Text block:
┌──
And it provides guidelines for virtually every element of a church including the gathering space, baptistry, altar table, ambo (lectern), presider's chair, cross and sacristry.

It says the altar table is "intended for the action of a single priest and an assembly" and should be square or slightly rectangular.

"The table form brings to mind most readily the supper of the Lord as the sacred banquet of God's people during the time of the Church, a meal which is at one and the same time the memorial of the cross and anticipation of the kingdom-banquet."

It quotes a Vatican document on the Rite of Christian Initiation which says Baptism by immersion is the most suitable way of expressing the death and resurrection of Christ. The Canadian document then suggests that the baptismal font be large enough to accommodate Baptism by immersion.

The presider's chair, it says, "symbolizes the office of presiding, but it should never suggest domination."

Our Place of Worship also calls for churches to have a Blessed Sacrament chapel "suited to private adoration and prayer, set apart from the main body of the church."

Such a chapel would not relegate the reserved sacrament to an unimportant place, but rather would, "if properly designed and appointed, give it proper reverence and attention."

The document even calls for parishes to have a cloakroom . "As members of parishes grow in their appreciation of the community as the locus of the presence of Christ when it gathers for worship, they may be more inclined to remove outdoor clothing as they come together as a 'family' of the Church."

Kelly said the National Council on Liturgy saw the need for a booklet like Our Place of Worship more than a dozen years ago. Serious work on it has gone on for about five years.

Most of the writing was done by Winnipeg architect Michael Boreskie and Halifax theologian Mary Schaefer.

Kelly said Our Place of Worship was approved by the Canadian bishops' liturgy commission as "an information document."
└──
Extracted material:
┌──
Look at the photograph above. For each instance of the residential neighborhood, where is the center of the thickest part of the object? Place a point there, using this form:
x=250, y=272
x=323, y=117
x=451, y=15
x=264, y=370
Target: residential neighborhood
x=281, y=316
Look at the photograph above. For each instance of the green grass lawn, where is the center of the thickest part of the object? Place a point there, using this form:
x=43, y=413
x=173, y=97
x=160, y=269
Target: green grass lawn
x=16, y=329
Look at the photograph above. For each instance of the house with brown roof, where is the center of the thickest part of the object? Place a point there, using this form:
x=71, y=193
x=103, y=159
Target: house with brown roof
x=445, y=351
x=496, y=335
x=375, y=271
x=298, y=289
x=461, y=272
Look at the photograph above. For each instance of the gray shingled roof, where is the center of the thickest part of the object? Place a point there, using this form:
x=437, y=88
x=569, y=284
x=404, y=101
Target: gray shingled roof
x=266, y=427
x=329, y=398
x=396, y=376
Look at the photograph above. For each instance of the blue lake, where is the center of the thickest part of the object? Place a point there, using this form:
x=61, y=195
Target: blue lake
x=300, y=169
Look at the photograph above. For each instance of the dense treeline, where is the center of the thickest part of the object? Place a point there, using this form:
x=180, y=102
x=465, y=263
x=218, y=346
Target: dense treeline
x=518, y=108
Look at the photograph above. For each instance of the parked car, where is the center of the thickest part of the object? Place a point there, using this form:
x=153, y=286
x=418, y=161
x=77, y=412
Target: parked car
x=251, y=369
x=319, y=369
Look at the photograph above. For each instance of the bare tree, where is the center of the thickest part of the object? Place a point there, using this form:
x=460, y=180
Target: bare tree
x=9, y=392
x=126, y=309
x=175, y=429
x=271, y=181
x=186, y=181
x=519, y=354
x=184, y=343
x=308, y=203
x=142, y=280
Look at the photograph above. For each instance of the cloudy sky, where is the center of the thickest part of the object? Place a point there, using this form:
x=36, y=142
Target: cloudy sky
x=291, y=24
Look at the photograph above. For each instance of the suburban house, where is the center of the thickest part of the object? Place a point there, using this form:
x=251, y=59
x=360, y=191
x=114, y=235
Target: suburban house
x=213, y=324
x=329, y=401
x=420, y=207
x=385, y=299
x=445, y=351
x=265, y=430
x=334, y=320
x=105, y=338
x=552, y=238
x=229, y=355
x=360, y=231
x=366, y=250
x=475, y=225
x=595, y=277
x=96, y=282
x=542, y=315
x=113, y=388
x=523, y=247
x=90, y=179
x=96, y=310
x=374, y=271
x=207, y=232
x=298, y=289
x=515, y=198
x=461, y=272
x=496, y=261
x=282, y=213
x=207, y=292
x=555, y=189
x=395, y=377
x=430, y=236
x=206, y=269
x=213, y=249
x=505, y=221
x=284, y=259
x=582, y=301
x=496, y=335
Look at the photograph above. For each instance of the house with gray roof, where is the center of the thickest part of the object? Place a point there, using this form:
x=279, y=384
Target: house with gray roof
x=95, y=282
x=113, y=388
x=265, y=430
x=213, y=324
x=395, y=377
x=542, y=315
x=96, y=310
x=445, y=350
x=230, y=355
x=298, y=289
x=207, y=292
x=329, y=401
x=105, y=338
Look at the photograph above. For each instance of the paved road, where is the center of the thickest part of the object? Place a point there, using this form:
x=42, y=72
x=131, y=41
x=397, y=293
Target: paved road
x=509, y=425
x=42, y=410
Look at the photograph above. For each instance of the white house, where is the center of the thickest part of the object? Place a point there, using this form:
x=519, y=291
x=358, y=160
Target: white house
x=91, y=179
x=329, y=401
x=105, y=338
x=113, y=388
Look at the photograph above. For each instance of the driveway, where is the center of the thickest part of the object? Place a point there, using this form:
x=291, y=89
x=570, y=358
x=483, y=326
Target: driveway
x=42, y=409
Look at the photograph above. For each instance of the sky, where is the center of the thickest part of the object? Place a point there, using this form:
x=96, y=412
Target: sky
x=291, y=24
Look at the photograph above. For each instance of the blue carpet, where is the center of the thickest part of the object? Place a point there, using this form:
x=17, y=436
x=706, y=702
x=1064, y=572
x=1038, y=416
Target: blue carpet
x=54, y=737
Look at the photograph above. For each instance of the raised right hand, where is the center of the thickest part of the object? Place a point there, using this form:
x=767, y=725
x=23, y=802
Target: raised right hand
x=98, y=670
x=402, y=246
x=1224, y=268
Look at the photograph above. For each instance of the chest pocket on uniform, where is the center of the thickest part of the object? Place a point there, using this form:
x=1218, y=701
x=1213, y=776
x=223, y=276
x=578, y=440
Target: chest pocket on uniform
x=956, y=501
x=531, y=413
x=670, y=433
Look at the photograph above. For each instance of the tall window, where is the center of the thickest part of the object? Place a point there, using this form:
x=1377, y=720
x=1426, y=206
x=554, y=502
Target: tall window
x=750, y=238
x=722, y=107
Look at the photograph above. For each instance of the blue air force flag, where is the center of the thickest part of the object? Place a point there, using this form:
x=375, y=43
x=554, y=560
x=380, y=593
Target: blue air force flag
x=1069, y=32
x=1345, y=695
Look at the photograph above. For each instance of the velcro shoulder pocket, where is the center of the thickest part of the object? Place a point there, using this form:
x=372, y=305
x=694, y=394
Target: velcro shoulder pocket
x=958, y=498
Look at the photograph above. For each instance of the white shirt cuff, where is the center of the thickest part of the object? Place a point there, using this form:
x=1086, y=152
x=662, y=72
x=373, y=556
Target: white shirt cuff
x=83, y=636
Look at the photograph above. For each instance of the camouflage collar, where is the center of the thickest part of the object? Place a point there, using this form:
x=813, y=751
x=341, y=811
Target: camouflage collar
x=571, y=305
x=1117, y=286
└──
Your tasks:
[1] Based on the article about the church design booklet, decide whether each statement agrees with it. Answer yes or no for each, and quote the deciding words.
(a) The altar table should be round.
(b) Most of the writing was done by a Winnipeg architect and a Halifax theologian.
(c) Serious work on the booklet has gone on for about ten years.
[2] In the article about the church design booklet, what should the presider's chair never suggest?
[3] From the article about the church design booklet, set down the passage starting at "Kelly said the" and ending at "theologian Mary Schaefer.".

Worked answers:
[1]
(a) No: "should be square or slightly rectangular."
(b) Yes: "Most of the writing was done by Winnipeg architect Michael Boreskie and Halifax theologian Mary Schaefer."
(c) No: "Serious work on it has gone on for about five years."

[2] Domination.

[3]
Kelly said the National Council on Liturgy saw the need for a booklet like Our Place of Worship more than a dozen years ago. Serious work on it has gone on for about five years.

Most of the writing was done by Winnipeg architect Michael Boreskie and Halifax theologian Mary Schaefer.